Il presente contributo mira a far luce su un filone che si sta formando in materia di azione di ripetizione per indebito e, in via gradata, di ingiustificato arricchimento promossa in danno di un istituto di credito.

In generale, la giurisprudenza di merito maggioritaria può essere così riassunta:

1) qualora ad agire in giudizio per ottenere la soddisfazione di un proprio credito sia l’istituto bancario, esso deve fornire la piena prova del proprio credito.

La banca non può invocare l’obbligo decennale di tenuta delle scritture contabili per giustificare la mancata allegazione in giudizio di tutti gli estratti conto, in quanto, così facendo, essa finirebbe per aggirare il proprio onere probatorio (1).

Né l’istituto può chiedere che sia il c.t.u. a verificare la giustificazione del saldo reclamato dalla banca, dovendo essa fornire la prova entro l’udienza chiamata ai sensi dell’art. 184 c.p.c. (2).

Diversamente opinando, non si avrebbe modo di capire attraverso quali calcoli si è pervenuti a quei determinati saldi debitori in capo al correntista (3).

La mancata produzione di tutti gli estratti conto, richiesta dalla giurisprudenza a partire dalla apertura del rapporto (4), comporta la applicazione di una sanzione civile indiretta (5), ossia la regola – di matrice giurisprudenziale – del c.d. saldo zero.

● ● ●

Attività richieste:
a – Trascriva dall'estratto sull'azione di ripetizione contro gli istituti di credito tutto ciò che va da "La banca non" fino a "onere probatorio (1).".
b – Elenchi tutte le abbreviazioni seguite da un punto che compaiono nell'estratto sull'azione di ripetizione contro gli istituti di credito.

Record estratti:
● ● ●

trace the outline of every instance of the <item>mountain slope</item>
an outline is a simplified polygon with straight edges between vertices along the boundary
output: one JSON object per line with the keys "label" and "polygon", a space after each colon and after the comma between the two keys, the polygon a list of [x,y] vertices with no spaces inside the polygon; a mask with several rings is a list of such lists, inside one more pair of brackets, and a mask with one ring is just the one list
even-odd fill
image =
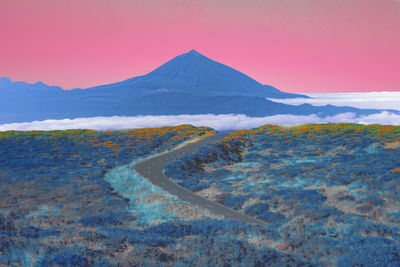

● ● ●

Risposte:
a –
La banca non può invocare l’obbligo decennale di tenuta delle scritture contabili per giustificare la mancata allegazione in giudizio di tutti gli estratti conto, in quanto, così facendo, essa finirebbe per aggirare il proprio onere probatorio (1).

b –
c.t.u.
art.
c.p.c.
c.d.